Stored items
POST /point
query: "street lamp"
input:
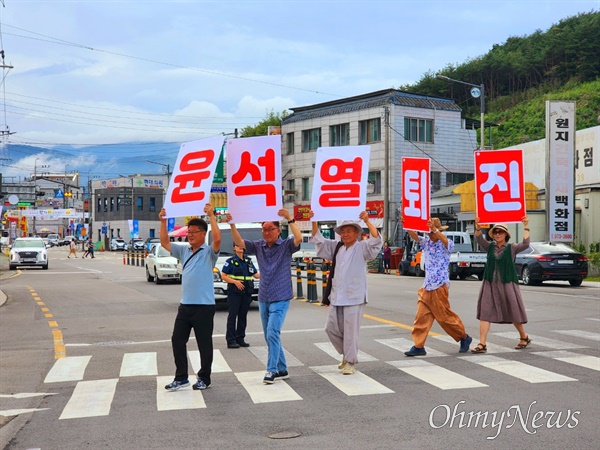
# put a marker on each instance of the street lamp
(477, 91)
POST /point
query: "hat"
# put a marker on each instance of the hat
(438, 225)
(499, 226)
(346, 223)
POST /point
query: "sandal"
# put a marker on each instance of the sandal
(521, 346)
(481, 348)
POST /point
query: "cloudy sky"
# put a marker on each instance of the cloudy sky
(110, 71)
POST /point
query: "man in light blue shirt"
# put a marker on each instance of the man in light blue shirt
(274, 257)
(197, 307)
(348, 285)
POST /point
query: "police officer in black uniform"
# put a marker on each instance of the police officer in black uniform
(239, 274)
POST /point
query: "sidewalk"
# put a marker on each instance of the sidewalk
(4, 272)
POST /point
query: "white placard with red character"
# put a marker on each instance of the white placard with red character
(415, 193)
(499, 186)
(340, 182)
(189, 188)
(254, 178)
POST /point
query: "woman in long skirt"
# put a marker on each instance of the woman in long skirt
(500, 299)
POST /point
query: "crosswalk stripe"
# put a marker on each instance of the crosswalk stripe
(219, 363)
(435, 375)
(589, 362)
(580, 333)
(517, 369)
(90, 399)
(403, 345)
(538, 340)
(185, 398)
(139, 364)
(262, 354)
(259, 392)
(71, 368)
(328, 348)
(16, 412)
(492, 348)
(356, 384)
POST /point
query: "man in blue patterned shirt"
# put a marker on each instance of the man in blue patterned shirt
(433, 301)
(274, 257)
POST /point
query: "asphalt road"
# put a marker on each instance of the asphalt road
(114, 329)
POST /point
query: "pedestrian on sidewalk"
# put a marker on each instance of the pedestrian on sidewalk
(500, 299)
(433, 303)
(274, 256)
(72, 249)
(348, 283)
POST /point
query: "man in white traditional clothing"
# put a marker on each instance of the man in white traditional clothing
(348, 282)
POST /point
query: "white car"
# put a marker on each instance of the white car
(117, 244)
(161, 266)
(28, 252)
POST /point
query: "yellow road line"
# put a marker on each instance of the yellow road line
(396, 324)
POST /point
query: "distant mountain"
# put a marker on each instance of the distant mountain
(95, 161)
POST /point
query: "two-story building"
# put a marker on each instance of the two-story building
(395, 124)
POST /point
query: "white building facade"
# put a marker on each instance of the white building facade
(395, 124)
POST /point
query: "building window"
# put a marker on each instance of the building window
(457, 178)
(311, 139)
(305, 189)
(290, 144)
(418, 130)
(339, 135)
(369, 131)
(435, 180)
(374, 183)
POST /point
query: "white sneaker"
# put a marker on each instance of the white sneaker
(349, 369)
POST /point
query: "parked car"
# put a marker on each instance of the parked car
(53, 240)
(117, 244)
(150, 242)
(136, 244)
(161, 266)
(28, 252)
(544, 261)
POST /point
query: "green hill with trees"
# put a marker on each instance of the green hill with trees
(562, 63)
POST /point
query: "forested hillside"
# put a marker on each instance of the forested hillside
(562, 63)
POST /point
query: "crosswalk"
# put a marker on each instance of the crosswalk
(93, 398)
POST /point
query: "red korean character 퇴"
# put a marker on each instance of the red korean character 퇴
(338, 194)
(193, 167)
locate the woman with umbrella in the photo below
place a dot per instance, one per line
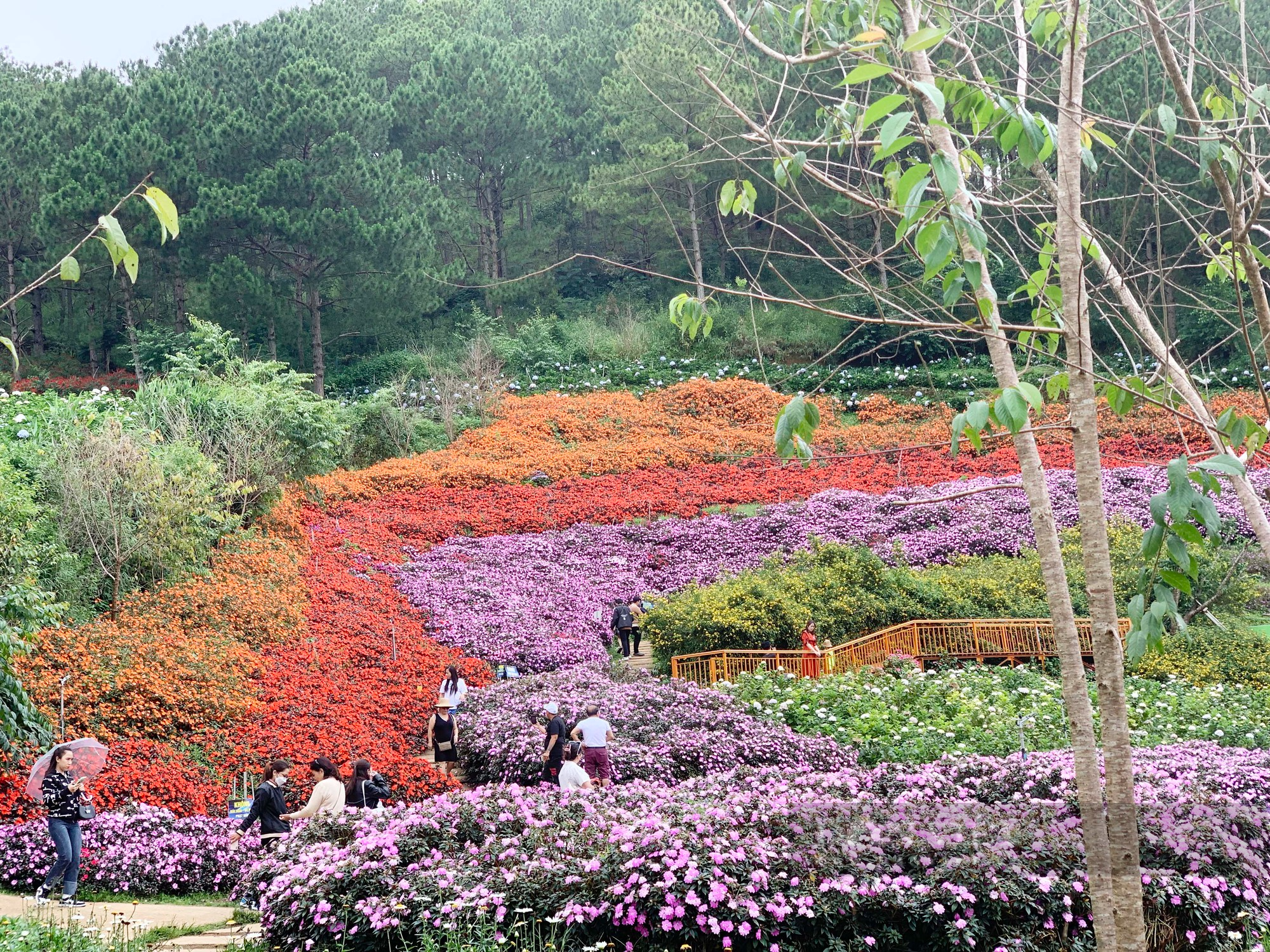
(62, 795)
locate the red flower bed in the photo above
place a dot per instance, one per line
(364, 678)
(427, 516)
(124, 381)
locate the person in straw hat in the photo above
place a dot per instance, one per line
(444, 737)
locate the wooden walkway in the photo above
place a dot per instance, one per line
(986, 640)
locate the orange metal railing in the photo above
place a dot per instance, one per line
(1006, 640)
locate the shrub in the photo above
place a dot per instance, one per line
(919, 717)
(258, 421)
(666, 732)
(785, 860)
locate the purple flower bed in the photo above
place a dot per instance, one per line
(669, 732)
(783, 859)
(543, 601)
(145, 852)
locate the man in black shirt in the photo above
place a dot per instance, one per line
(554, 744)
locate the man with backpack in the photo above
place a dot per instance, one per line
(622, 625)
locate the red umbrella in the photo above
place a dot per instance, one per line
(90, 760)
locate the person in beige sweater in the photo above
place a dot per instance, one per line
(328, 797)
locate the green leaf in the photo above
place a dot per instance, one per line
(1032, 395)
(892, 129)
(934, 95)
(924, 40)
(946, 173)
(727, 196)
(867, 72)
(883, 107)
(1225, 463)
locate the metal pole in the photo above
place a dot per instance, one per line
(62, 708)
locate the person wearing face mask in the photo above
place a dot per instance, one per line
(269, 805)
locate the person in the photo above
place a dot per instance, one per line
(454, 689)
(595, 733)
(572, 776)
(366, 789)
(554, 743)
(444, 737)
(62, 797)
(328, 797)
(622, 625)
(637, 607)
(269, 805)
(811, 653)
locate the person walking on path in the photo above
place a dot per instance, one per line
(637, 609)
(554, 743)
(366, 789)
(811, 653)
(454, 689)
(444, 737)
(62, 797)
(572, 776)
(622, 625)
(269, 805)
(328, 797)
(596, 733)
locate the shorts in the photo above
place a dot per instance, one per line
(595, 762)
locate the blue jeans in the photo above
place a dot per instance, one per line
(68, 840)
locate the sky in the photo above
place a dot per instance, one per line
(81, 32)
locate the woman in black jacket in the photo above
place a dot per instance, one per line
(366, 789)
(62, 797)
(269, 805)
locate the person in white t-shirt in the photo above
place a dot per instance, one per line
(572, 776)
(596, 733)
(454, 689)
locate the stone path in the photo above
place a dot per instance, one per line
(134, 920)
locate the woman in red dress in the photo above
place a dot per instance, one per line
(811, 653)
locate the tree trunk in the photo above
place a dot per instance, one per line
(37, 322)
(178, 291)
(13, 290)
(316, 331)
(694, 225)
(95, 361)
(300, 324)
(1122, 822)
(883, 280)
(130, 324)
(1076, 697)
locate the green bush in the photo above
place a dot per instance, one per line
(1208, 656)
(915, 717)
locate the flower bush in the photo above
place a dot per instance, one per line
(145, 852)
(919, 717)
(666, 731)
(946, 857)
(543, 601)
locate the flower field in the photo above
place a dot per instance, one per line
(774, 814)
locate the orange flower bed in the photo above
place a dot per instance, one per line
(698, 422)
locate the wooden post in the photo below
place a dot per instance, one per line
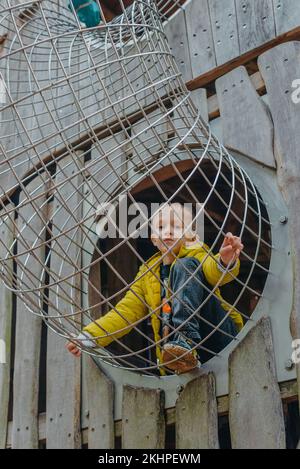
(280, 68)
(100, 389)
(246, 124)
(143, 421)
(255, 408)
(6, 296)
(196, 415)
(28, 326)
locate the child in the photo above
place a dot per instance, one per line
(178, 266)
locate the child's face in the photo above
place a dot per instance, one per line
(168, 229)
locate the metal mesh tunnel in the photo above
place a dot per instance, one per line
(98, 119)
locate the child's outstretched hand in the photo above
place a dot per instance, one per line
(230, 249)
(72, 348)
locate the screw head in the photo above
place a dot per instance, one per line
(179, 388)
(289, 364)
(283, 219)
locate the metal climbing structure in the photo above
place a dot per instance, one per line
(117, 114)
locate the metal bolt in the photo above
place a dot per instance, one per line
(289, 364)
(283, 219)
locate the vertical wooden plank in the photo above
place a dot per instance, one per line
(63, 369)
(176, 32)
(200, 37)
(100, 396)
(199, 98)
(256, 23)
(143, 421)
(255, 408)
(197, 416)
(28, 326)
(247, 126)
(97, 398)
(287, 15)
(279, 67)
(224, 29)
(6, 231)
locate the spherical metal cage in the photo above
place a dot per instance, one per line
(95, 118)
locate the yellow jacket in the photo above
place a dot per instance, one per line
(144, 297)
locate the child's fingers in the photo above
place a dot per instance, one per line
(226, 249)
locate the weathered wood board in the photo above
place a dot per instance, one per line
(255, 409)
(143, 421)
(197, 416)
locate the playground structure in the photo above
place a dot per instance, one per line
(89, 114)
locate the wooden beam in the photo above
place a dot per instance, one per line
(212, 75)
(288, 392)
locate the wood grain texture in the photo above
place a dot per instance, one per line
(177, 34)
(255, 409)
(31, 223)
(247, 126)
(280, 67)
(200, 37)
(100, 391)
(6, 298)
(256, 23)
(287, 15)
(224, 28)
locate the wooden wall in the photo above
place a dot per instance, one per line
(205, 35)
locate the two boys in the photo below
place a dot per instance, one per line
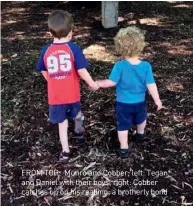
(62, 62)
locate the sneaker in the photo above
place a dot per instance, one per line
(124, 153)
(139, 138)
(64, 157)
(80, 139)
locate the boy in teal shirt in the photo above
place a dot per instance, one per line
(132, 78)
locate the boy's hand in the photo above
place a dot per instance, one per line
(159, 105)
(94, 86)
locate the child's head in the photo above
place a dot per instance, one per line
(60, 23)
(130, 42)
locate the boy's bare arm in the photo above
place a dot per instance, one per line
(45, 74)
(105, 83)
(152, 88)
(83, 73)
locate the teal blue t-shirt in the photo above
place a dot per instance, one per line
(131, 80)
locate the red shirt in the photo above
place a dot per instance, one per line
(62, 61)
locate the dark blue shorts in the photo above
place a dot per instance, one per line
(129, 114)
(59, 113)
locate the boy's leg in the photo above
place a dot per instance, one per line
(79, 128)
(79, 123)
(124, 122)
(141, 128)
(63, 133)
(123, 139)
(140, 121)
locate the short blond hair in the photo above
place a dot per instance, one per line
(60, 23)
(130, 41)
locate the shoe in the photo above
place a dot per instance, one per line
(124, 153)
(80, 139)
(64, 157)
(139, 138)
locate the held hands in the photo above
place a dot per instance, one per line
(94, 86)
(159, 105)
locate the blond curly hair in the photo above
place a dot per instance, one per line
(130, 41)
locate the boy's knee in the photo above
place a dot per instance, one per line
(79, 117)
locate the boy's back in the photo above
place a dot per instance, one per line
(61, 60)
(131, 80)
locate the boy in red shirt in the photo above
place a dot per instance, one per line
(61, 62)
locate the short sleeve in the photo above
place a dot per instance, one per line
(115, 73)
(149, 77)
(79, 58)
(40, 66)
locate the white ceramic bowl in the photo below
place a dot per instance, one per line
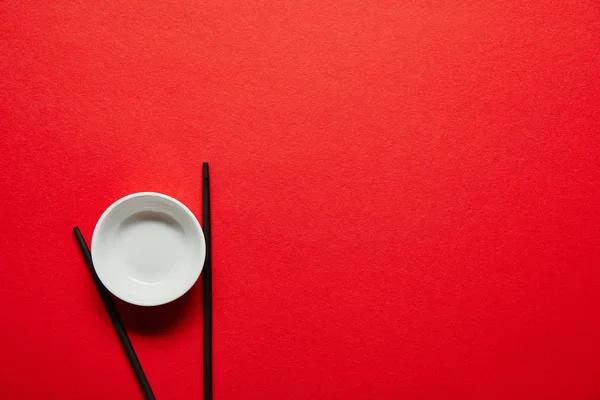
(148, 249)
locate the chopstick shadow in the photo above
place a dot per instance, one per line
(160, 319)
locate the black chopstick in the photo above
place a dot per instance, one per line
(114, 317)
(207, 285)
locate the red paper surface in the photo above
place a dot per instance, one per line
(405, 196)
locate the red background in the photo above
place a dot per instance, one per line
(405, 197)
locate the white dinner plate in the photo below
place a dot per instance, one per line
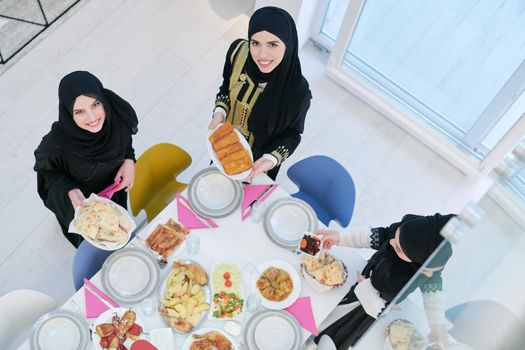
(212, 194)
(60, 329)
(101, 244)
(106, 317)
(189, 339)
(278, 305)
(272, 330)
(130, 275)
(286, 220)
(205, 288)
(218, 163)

Exercise: What you return must be the lines above that run from the line with "locate the person wearing" to the line with "locate the flower bush in the photo above", inclusive, each copied exactly.

Solution to the problem:
locate the person wearing face mask in the photo above
place a dot per instance, one per line
(269, 805)
locate the person in the photo above
place a dot per instance, one per line
(454, 689)
(595, 733)
(572, 776)
(366, 789)
(554, 743)
(444, 737)
(62, 797)
(328, 797)
(622, 625)
(637, 607)
(269, 805)
(811, 653)
locate the person walking on path in the photo above
place a dot per instance, one per line
(637, 609)
(554, 743)
(366, 789)
(811, 653)
(454, 689)
(444, 737)
(62, 797)
(572, 776)
(622, 625)
(269, 805)
(328, 797)
(596, 733)
locate the shorts in the photo above
place a dot per instance, one per line
(595, 762)
locate the blue jeans in the photo above
place a dot per instance, one per line
(68, 840)
locate the sky in the photo above
place a dot per instance, one per line
(81, 32)
locate the woman in black jacket in the photo above
place a dot per instance, one per line
(366, 789)
(62, 797)
(269, 805)
locate the person in white t-shirt in the photo above
place a dot per instance, one per line
(572, 776)
(596, 733)
(454, 689)
locate the stone path in the photo above
place a dot per instance, one per line
(134, 920)
locate the woman in red dress in the photo above
place a dot per instance, one per line
(811, 653)
locate the tree trunk in the photo above
place a dot per instance, one per line
(37, 322)
(178, 291)
(13, 290)
(316, 331)
(694, 225)
(95, 361)
(300, 324)
(1122, 822)
(883, 280)
(130, 324)
(1076, 697)
locate the green bush in the photo above
place a dot per instance, one per line
(1208, 656)
(915, 717)
locate the flower bush in the photo above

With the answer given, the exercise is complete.